◆ **TEXT FOR ANALYSIS**:
-=-=-
US Debt Ceiling – Ground Hog Day

Not this again!

In what is now becoming an all-too-familiar game of chicken, US politicians have entered into negotiations over approval of the latest government budget and raising the nation’s $16.7 trillion debt ceiling. Both are important, but it is the latter that is giving traders sleepless nights. When  we look at the markets today and last week, nothing that is happening is unexpected, accepting it is politicking in the extreme, and market movement is in line with expectation.

Failure to extend the credit limit by 17 October would result in the world’s largest economy running out of money, or in English defaulting. Were this to happen, credit downgrades and market pandemonium would surely follow. Confidence in the US and the global economic recovery as a whole would also falter. This fact has not been lost on the market, with the FTSE 100 shedding 0.5% over the week (a brief rally on Thursday having arrested the fall).

Why will they not therefore solve the problem?

A number of Republicans are refusing to increase the borrowing limit unless Congress delays the introduction of Obamacare, for a year. Some hardliners in the Tea Party are calling for funding for Obamacare to be withdrawn entirely. Democrats have dismissed such notions out of hand.

Despite confidence in many quarters that they will find a resolution, we do not believe they will this time today as both sides seems completely intransigent, but as we have seen before, they have a habit at the final juncture of kicking the can down the road and that is what is being proposed again today. They have until midnight US time or 5am UK time to get something agreed or the US will shut down, but that is phase 1, phase 2 is on the 17th October when the debt ceiling limit is reached. That is the most serious concern.  However, as you can see from the below graph, the US government has traditionally raised the debt ceiling just in time to prevent a default and this has happened 18 times since 1993.

Meanwhile in Italy, Berlusconi is clinging on to power for as long as he can because as soon as he is no longer a politician and therefore constitutionally protected he will be arrested and incarcerated so everything is being done by those around him to protect him and keep him in power for as long as possible. There is likely to be a collapse in government, an election at best and another technocrat government for a period whilst everything is being sorted out.
-=-=-
◆ **ACTION ITEM A**: Repeat, word for word, the passage of the debt ceiling article from "A number of" to "out of hand.".
◆ **ACTION ITEM B**: Pick up the debt ceiling article after its final sentence and continue writing it.
The lines that follow are drawn from a separate source.

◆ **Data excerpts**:
-=-=-
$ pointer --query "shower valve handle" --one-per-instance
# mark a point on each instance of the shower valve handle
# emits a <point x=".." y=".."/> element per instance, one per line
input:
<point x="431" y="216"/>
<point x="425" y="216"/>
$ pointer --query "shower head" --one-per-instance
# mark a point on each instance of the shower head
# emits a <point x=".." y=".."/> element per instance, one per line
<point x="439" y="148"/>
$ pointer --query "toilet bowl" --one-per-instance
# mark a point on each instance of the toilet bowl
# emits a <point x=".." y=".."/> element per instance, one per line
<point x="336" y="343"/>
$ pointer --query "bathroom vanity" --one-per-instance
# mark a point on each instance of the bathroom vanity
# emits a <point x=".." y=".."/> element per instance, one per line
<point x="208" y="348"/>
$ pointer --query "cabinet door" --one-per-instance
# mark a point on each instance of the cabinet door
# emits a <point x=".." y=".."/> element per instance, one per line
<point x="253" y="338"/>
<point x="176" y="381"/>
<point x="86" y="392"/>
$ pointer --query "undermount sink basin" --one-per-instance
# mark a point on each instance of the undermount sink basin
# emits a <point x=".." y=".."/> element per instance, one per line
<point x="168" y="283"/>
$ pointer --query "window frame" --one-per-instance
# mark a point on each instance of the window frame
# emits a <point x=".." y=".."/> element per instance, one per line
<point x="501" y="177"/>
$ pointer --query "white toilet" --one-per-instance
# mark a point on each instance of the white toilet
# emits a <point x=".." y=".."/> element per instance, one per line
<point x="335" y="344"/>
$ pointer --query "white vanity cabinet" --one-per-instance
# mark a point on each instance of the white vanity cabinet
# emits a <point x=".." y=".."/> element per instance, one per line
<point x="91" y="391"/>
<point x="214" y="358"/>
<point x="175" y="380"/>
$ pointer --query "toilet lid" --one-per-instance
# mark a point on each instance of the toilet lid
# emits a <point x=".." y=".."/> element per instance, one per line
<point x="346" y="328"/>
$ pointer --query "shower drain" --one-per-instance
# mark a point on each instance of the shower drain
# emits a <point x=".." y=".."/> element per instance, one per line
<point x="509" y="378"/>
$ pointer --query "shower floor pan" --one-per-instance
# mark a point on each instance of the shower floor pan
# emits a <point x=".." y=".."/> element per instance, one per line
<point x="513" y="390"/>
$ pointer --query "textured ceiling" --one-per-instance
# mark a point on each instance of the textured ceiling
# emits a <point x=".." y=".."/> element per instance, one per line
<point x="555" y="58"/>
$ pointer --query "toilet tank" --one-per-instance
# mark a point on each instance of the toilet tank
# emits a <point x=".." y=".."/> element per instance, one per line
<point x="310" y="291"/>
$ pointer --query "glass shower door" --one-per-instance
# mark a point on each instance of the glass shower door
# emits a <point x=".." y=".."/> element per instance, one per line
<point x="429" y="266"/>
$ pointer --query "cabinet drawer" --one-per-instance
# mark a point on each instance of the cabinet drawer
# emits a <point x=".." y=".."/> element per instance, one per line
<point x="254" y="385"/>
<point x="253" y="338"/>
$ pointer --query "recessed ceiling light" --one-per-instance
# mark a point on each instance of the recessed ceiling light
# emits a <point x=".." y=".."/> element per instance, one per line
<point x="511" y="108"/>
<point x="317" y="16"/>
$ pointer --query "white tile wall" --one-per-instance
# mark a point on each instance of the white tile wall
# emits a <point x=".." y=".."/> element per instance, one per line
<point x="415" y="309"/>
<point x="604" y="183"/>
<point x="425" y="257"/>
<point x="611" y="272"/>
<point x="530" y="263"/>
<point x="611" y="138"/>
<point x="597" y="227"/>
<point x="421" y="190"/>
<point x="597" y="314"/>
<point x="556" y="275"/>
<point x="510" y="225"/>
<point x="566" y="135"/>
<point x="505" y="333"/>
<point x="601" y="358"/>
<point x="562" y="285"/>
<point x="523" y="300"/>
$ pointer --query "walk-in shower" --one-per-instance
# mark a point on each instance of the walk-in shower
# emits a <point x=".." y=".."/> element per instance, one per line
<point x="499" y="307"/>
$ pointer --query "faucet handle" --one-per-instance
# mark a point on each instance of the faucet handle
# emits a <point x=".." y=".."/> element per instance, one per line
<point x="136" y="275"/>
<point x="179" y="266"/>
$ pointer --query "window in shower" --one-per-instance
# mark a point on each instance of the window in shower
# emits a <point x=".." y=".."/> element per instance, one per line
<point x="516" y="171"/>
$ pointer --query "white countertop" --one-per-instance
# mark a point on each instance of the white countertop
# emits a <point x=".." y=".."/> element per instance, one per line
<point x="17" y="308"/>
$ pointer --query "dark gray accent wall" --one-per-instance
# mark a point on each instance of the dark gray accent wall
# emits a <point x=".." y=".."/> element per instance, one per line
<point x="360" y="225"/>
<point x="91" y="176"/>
-=-=-
◆ **ANSWER A**:
A number of Republicans are refusing to increase the borrowing limit unless Congress delays the introduction of Obamacare, for a year. Some hardliners in the Tea Party are calling for funding for Obamacare to be withdrawn entirely. Democrats have dismissed such notions out of hand.

◆ **ANSWER B**:
Why is this different to Syria, or QE reduction in which we were taking a precautionary stance?

Put simply, because today they are playing politics and the serious problem comes mid-October and if they have not sorted it out by then, then we will be taking a precautionary stance again.

You have to remember we have been here before because Congress went through a similar pantomime in 2011.  Then, an agreement was only reached at the eleventh hour. But it was not without cost: Standard & Poor’s stripped the US of its AAA-credit rating for the first time in history. If the US does default, then last week’s “tapering” concerns would look like small beer in comparison. Today no one is talking of a further downgrade and the economic conditions are stronger. We are therefore being more patient, but if we get towards the middle of October and the politicking is still a raging pantomime then we will look closely at protecting capital values.

Today though, because there is no benefit at all from being in cash or stepping out of the game, we are confident that a resolution will be found and by focusing on the economics and seeing more evidence that the global recovery is in place and corporate earnings strong.  We therefore see more logic in staying invested and riding this roller coaster.  The issue therefore today is politics and that is nothing we would follow with any conviction, apart from the strength of the recovery, which is stronger today that it was in 2011.